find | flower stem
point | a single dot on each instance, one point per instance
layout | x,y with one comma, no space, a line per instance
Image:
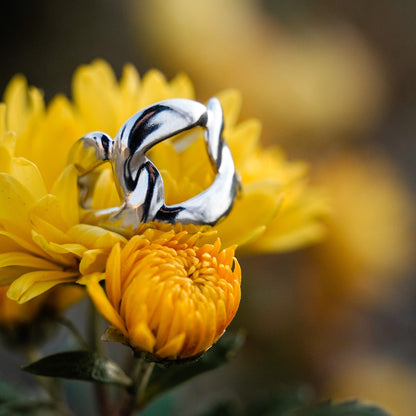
140,375
101,393
73,329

* **Task item**: State how many lines of the listing hold the string "instance"; reply with the number and nothing else.

* **Finished task**: 2